▶ [READING PASSAGE]
The first account’s suspension could have simply been the result of a spectacularly well-timed algorithmic sweep. But as uncannily close to Money Shot’s release date as it was, another possibility arose: that the documentary attracted attention to Gwen’s account from critics, who reported it en masse for allegedly violating Meta’s “sexual solicitation” rules until they could tip the scale against her. This kind of targeted mass reporting, also called report-bombing and brigading, would be similar to the ways NCOSE, Exodus Cry, and Traffickinghub founder Laila Mickelwait relentlessly swarm platforms to try to eliminate Pornhub from the internet, as Money Shot ironically describes. With the suspension of Gwen’s backup account soon after, this theory seemed all the more likely.
And then Money Shot director Hillinger saw her account vanish.
There’s little that can prepare you for the psychological whiplash that comes from being mass reported. When my Twitter account was mass reported and briefly suspended in 2020, I was stunned by how deeply the deplatforming cut me. Seeing strangers circle your profile like sharks and beseech others to report it into oblivion is unnerving, feeling your own existence so extinguished from your digital community is traumatizing, and rebuilding a following after a ban is both dehumanizing and difficult (which is a reason you’ll often see “DELETED AT 53K” or similar notices on our profiles). But even then, our personal and private accounts are usually spared.
When Meta told Hillinger her private Instagram had been suspended for “adult sexual solicitation”—the same reason it gave Gwen—Hillinger didn’t suspect algorithmic flagging was to blame. Her posts promoting Money Shot were relatively tame, and aside from being a queer woman, there was nothing in her personal life that might have gotten caught up by algorithmic bias. Hillinger didn’t consider mass reporting as the culprit, either—not until she posted about the suspension on Twitter and at least one sex worker chimed in to suggest it.
“When Mike said that sex workers were the canaries in the coal mine,” Hillinger told me, “I didn’t realize he was talking about me.”
The weaponization of mass reporting against sex workers
As with many machine-learning algorithms, Meta’s is largely black-boxed, meaning the mechanics behind each content-moderation decision can only be surmised by observing input and output. “What’s crucial to understand here is that unfortunately, because we’ve had so little information from platforms, a lot of what we know right now is from users’ stories, from their own gossip amongst each other,” says Dr. Carolina Are, a platform governance researcher at Northumbria University’s Centre for Digital Citizens who is leading a project on malicious flagging and deplatforming.

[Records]
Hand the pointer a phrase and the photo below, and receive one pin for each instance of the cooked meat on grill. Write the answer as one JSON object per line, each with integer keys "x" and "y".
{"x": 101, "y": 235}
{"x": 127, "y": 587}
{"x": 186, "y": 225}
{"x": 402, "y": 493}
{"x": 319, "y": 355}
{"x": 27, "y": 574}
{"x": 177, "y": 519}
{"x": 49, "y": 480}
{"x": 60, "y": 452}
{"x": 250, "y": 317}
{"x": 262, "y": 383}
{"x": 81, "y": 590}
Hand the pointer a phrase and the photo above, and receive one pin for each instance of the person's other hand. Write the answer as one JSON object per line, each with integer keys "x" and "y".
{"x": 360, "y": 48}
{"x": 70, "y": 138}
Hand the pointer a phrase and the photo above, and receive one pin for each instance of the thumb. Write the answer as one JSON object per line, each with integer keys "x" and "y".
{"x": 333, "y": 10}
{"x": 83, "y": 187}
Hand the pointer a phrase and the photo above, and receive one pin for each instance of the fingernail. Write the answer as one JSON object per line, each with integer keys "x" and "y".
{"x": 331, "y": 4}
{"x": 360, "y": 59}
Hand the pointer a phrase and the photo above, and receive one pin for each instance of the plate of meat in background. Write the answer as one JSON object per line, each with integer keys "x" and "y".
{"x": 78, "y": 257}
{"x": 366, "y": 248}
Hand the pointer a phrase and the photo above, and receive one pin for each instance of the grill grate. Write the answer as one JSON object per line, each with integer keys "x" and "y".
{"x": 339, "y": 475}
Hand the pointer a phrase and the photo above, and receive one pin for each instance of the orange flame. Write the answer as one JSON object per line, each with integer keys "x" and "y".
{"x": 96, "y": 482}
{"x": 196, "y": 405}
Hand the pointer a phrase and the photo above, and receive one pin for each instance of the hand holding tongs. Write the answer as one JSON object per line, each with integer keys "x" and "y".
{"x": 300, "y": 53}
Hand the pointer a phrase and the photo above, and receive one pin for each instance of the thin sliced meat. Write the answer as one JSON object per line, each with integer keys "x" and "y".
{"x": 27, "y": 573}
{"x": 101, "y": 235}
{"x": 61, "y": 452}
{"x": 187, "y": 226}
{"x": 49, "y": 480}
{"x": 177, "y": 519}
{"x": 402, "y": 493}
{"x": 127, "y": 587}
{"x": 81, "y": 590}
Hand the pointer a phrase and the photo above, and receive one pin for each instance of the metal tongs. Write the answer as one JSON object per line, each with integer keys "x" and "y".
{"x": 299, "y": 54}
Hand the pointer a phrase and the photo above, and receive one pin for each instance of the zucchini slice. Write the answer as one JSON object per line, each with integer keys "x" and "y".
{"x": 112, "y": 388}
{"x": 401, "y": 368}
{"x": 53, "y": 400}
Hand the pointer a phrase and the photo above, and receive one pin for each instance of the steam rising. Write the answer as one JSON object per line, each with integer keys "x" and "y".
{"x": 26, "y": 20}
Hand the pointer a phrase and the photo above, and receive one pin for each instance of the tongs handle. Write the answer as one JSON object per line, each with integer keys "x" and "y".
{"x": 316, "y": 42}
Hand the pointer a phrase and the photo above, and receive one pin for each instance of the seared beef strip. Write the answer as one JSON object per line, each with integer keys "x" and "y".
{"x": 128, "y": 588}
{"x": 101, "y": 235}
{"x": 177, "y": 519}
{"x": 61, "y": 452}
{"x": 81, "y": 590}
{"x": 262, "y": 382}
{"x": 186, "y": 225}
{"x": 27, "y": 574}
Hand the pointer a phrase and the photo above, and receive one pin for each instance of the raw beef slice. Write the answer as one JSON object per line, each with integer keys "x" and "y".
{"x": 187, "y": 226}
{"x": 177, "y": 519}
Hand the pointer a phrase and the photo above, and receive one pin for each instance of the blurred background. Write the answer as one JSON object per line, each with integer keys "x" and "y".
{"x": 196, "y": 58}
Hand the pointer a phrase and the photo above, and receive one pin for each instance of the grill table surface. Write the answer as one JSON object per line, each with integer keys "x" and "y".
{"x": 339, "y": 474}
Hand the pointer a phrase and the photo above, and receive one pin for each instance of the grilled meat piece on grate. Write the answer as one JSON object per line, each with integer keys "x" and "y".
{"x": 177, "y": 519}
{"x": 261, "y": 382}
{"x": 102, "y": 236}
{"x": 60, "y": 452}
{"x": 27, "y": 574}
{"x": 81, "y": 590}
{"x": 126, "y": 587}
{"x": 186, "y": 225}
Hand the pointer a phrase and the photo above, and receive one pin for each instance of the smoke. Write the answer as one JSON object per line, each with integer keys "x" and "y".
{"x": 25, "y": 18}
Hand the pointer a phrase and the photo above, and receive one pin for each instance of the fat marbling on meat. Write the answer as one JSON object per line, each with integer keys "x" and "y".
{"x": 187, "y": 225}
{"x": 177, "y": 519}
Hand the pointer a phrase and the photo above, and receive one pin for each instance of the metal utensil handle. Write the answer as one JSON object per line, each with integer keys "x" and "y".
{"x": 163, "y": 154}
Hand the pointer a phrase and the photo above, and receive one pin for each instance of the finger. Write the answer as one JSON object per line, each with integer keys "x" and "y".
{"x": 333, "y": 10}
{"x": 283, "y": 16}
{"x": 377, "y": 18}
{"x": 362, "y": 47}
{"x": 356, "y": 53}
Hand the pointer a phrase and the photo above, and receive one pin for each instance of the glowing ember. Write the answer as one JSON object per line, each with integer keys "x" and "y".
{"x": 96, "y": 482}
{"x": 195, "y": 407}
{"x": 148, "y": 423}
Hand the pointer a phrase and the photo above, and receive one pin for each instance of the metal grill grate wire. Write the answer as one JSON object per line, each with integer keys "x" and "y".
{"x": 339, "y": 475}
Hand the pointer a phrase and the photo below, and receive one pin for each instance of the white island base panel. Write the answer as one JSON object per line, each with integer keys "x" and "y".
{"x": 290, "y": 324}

▶ [WORK REQUIRED] Rewrite the text on mass reporting from "When Meta told" up to and including "to suggest it.", using "disabled" in place of "suspended".

▶ [EXERCISE SOLUTION]
When Meta told Hillinger her private Instagram had been disabled for “adult sexual solicitation”—the same reason it gave Gwen—Hillinger didn’t suspect algorithmic flagging was to blame. Her posts promoting Money Shot were relatively tame, and aside from being a queer woman, there was nothing in her personal life that might have gotten caught up by algorithmic bias. Hillinger didn’t consider mass reporting as the culprit, either—not until she posted about the suspension on Twitter and at least one sex worker chimed in to suggest it.